= KUTIPAN TEKS =
╭──

STOP PRESS !! Diberi tahukan kepada semua narasumber bahwa semua wartawan/wartawati beritasurabayanet.blogspot.com dilengkapi dengan Kartu Press dan namanya tercantum pada halaman Redaksi, bila ada keraguan silahkan menghubungi Redaksi pada nomor telephone 031 714 54954 / 08155084545 atau melalui emai redaksi_berita_sby@yahoo.co.id, atas perhatiannya kami ucapkan terima kasih.

Sabtu, 03 Desember 2011

Rp7.050 Vs Rp40 Miliar


Oleh Edy Mulyadi *

Maret 2010, Badan Pusat Statistik (BPS) memutuskan, batas orang miskin di Indonesia adalah mereka yang mengkonsumsi kalori 2.100 kilo kalori per hari atau sekitar Rp 5.000 alias Rp155.615 per kepala per bulan.

Ditambah kebutuhan nonmakanan, jumlah kebutuhan per hari orang miskin di Indonesia menjadi Rp7.050/hari alias Rp211.726 per bulan.

Dengan standar ini, jumlah orang miskin di Indonesia sebanyak 13,3% atau 31 juta orang.

Di sinilah serunya statistik kita. Pada kehidupan nyata, bukan di atas kertas, apa yang bisa dilakukan dengan Rp7.050? Bisakah orang memenuhi seluruh kebutuhan makanan dan nomakanan dengan Rp7.050 per hari dengan layak?

Bank Dunia memiliki standar miskin US$2/hari. Dengan kurs sekitar Rp9.000/US$, maka standar kemiskinan versi Bank Dunia adalah Rp18.000/hari.

Jika standar ini yang kita gunakan, maka jumlah orang miskin di Indonesia angkanya bisa membengkak lebih dari 60 juta jiwa. Upah seorang buruh pabrik saat ini lebih dari Rp1,1 juta/bulan, atau rata-rata Rp36.000/hari. Tidak satu pun dari kita yang berani menyatakan, bahwa dengan pendapatan Rp36.000/hari, seorang buruh pabrik masuk dalam kategori orang kaya.

╰──

= KETENTUAN =
Kutip persis bagian teks tentang standar kemiskinan ini, mulai dari kata-kata yang memuat "Ditambah kebutuhan nonmakanan, jumlah" dan berhenti setelah "Dunia adalah Rp18.000/hari.".

= ENTRI YANG DITAMPILKAN =
╭──

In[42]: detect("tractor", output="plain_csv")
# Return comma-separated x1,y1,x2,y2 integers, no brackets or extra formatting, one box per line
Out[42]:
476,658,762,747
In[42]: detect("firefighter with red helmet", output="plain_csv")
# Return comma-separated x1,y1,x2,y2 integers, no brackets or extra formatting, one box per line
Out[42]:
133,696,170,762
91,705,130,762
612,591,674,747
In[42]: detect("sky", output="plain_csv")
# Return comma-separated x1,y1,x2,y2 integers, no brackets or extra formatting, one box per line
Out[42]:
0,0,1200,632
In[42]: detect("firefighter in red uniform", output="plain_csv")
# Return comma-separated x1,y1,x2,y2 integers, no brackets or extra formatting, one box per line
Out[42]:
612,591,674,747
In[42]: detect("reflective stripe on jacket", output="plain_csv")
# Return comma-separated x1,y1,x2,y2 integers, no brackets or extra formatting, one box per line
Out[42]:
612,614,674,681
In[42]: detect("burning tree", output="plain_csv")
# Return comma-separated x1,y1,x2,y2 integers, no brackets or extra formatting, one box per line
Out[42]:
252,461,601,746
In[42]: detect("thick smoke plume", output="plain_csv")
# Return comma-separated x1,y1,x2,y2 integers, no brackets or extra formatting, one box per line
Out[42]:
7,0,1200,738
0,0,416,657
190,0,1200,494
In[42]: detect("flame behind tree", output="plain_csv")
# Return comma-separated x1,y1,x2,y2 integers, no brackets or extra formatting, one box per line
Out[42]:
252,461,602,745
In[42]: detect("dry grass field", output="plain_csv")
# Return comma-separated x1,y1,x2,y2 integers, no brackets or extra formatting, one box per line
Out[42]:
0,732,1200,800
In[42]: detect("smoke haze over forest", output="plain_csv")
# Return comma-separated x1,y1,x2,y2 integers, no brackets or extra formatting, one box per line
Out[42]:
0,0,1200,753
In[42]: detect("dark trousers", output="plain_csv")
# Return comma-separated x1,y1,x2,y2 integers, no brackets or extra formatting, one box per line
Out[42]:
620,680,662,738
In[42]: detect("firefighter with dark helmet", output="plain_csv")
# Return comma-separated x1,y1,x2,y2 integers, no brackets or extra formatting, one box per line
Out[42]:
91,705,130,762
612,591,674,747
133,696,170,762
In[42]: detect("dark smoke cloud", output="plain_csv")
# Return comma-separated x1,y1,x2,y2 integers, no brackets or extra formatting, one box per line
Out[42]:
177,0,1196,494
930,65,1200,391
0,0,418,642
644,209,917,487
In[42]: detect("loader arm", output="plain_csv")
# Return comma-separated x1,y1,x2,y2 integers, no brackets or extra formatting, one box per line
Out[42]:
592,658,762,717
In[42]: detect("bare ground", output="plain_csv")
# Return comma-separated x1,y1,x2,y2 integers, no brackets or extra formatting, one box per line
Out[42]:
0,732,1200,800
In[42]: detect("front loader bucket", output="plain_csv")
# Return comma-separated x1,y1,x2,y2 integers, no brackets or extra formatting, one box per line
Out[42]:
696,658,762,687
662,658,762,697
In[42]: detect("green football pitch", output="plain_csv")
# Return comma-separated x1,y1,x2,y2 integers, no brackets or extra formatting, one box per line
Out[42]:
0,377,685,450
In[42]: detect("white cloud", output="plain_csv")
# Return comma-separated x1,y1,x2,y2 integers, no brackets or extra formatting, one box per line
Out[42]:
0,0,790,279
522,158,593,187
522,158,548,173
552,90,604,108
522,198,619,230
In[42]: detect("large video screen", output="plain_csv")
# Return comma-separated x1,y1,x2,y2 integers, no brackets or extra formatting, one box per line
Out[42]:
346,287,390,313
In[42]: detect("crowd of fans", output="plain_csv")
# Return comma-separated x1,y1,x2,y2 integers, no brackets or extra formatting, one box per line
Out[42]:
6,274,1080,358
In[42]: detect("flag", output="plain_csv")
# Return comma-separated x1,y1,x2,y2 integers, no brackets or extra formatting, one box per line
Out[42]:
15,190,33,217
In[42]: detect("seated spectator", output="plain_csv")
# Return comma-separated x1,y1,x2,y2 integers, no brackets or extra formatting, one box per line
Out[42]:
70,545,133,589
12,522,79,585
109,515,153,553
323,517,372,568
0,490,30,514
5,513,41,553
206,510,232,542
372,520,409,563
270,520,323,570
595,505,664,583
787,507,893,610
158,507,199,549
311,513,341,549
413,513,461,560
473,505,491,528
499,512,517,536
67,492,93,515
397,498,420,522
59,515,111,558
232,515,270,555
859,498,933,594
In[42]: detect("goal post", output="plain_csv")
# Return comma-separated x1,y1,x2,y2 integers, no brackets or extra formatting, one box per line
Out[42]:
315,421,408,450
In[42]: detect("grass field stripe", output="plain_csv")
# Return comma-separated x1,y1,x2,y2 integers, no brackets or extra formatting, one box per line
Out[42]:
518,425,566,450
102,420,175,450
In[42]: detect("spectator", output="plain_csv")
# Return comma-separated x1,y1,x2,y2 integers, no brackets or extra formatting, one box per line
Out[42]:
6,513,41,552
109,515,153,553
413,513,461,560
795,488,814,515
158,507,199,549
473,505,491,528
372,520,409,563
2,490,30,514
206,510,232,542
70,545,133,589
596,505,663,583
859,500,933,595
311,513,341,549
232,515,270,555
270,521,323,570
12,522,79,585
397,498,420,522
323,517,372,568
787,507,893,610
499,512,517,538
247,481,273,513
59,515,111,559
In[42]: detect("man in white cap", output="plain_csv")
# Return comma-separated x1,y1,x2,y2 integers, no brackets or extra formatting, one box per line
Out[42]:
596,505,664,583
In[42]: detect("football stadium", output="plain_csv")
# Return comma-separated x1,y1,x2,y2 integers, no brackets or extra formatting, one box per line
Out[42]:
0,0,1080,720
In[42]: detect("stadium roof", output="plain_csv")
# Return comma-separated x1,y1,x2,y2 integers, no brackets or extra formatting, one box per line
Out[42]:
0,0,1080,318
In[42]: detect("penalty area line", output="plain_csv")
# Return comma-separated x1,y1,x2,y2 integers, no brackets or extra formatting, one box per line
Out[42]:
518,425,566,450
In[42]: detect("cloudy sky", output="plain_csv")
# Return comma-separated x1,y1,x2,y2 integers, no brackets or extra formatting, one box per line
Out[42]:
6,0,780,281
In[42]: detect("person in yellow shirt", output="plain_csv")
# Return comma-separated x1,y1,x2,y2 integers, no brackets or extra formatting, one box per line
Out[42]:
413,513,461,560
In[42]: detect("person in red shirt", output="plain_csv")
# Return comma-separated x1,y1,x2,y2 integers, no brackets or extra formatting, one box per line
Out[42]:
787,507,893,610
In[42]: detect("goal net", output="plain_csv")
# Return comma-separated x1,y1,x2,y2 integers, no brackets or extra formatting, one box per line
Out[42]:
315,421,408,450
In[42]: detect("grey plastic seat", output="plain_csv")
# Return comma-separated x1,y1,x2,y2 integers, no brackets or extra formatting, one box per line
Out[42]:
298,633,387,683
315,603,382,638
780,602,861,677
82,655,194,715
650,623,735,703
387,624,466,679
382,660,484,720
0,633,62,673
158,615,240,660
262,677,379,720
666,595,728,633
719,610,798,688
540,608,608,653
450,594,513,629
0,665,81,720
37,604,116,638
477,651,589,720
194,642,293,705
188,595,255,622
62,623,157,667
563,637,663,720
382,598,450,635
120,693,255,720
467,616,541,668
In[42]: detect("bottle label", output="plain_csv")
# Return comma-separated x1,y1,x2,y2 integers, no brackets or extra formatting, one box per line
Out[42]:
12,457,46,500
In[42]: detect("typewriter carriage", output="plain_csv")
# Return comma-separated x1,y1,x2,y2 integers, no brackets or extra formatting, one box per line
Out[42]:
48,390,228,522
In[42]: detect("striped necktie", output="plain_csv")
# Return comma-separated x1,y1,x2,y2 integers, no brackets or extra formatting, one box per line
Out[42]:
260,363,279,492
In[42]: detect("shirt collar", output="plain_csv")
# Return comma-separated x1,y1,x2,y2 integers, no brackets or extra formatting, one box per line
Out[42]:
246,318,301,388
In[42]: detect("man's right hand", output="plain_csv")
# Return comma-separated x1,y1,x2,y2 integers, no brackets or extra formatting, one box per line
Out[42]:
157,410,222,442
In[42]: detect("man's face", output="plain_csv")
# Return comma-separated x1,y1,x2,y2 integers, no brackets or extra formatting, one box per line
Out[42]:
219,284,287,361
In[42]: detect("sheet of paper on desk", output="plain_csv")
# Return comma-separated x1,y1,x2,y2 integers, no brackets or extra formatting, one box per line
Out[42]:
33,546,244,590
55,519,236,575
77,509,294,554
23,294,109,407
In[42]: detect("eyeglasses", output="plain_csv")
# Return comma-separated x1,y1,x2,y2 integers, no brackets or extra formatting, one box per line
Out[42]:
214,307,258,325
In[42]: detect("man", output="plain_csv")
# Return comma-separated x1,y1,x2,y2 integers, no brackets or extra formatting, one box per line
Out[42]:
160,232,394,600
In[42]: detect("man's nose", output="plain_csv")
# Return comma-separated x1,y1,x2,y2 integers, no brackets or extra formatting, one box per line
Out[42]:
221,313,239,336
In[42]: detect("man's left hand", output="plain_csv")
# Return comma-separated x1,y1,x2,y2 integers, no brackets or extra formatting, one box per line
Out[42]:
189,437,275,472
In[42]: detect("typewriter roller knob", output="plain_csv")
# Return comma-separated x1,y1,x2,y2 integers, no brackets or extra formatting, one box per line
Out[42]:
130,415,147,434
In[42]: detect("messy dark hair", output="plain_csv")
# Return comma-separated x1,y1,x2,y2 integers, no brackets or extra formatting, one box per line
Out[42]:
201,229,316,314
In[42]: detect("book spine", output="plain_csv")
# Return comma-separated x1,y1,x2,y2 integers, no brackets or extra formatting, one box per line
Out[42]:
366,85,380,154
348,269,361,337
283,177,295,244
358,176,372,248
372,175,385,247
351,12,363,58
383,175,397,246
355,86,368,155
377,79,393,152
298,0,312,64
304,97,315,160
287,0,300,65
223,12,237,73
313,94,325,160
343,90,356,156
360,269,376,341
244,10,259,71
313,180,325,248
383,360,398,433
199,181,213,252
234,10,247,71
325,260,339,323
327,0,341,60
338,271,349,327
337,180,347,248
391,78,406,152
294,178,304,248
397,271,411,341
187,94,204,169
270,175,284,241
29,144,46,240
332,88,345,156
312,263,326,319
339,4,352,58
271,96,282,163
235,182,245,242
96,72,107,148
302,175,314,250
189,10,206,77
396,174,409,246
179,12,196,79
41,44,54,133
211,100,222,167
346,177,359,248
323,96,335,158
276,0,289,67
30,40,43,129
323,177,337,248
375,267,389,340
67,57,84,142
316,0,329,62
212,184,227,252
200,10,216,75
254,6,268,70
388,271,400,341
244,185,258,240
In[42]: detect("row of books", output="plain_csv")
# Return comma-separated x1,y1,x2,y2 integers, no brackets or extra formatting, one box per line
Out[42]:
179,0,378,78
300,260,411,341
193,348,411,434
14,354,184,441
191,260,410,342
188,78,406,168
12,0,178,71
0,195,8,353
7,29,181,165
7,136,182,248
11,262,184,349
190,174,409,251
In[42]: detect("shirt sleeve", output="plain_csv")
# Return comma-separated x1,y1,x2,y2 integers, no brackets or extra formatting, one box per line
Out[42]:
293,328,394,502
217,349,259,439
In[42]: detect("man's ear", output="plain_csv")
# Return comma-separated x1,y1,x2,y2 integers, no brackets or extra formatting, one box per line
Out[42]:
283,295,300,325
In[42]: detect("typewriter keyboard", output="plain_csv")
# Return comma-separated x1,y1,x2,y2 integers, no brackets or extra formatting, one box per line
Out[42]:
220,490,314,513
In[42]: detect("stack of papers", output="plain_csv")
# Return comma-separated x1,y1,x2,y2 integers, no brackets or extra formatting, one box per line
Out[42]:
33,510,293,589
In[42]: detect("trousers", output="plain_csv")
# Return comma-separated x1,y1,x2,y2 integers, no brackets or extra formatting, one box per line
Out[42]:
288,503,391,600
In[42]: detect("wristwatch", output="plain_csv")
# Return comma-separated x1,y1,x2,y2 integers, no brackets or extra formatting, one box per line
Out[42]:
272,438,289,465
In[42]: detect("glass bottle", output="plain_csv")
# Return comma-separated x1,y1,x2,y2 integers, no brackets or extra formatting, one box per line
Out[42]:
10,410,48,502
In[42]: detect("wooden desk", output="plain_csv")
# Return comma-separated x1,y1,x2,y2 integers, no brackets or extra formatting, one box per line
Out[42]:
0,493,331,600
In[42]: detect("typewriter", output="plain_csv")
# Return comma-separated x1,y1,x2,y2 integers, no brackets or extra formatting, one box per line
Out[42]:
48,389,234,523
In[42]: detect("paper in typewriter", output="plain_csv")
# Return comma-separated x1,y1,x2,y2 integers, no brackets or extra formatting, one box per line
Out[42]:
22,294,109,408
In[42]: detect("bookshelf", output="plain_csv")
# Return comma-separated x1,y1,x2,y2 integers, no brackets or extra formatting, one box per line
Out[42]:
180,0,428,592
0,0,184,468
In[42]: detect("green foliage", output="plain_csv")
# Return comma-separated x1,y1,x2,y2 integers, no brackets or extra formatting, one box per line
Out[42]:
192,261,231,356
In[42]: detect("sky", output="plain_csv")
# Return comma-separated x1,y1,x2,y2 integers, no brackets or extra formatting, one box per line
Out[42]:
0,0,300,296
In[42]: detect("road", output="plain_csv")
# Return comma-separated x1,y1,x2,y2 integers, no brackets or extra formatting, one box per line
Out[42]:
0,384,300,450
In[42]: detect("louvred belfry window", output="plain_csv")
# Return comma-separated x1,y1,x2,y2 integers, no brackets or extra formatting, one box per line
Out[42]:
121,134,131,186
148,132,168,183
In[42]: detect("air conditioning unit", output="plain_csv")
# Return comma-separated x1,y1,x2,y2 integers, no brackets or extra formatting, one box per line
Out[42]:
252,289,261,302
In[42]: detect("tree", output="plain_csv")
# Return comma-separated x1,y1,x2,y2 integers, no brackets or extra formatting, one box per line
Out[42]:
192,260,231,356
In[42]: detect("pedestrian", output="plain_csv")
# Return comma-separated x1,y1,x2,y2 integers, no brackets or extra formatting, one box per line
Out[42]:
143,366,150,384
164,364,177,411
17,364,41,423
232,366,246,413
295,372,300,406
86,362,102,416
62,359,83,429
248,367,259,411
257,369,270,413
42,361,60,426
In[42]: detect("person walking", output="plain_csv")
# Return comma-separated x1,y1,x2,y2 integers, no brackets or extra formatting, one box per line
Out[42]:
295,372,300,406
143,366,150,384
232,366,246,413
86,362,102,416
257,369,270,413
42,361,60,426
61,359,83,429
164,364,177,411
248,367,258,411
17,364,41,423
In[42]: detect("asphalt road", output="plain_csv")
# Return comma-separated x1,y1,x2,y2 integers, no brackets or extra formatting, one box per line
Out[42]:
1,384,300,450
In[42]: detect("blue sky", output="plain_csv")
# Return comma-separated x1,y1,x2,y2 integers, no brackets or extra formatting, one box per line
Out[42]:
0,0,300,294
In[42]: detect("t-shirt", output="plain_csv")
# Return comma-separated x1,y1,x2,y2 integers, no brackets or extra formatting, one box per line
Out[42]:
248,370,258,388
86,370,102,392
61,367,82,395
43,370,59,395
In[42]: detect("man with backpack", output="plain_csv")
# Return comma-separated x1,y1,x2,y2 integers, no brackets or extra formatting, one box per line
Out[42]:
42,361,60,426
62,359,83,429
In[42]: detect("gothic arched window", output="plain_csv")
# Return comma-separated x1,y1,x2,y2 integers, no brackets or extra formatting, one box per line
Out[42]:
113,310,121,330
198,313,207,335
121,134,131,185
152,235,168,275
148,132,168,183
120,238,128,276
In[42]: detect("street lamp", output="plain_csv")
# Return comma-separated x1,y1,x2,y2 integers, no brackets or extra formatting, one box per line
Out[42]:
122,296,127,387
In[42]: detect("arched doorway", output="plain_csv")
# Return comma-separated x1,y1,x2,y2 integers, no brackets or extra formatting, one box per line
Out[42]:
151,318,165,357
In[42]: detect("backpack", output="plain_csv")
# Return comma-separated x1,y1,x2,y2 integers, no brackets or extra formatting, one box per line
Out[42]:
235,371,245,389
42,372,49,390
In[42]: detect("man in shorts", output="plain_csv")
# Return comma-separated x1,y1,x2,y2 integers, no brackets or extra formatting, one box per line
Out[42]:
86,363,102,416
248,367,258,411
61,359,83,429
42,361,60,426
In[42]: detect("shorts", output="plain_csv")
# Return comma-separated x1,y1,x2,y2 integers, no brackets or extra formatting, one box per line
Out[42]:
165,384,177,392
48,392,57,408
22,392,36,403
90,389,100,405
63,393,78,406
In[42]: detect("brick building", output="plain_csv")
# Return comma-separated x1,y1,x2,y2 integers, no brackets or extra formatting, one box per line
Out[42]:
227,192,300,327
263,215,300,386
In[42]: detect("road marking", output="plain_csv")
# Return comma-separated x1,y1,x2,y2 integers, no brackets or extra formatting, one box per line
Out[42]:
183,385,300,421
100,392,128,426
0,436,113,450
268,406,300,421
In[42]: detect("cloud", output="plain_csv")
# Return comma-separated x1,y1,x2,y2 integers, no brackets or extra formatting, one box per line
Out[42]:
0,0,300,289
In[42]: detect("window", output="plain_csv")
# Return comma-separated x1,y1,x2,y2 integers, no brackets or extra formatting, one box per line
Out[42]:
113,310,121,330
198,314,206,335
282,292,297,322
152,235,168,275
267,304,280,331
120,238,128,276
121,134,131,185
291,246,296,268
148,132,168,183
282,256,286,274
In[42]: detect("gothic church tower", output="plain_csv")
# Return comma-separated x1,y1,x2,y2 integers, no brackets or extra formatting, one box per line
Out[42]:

╰──

= HASIL =
Ditambah kebutuhan nonmakanan, jumlah kebutuhan per hari orang miskin di Indonesia menjadi Rp7.050/hari alias Rp211.726 per bulan.

Dengan standar ini, jumlah orang miskin di Indonesia sebanyak 13,3% atau 31 juta orang.

Di sinilah serunya statistik kita. Pada kehidupan nyata, bukan di atas kertas, apa yang bisa dilakukan dengan Rp7.050? Bisakah orang memenuhi seluruh kebutuhan makanan dan nomakanan dengan Rp7.050 per hari dengan layak?

Bank Dunia memiliki standar miskin US$2/hari. Dengan kurs sekitar Rp9.000/US$, maka standar kemiskinan versi Bank Dunia adalah Rp18.000/hari.